AIM OF THE EXERCISE:
Every line below should be copied exactly; drop the pictures.

[DATASET RECORDS — start]

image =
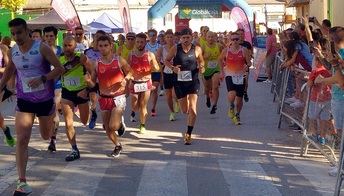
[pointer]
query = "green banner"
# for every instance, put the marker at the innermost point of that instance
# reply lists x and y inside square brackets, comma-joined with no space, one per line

[DATASET RECORDS — finish]

REPLY:
image =
[pointer]
query = "green banner"
# for every instance, put the marker at the innermost point of that instance
# reply lists x and y inside square brackets, comma-joined with no space, one per line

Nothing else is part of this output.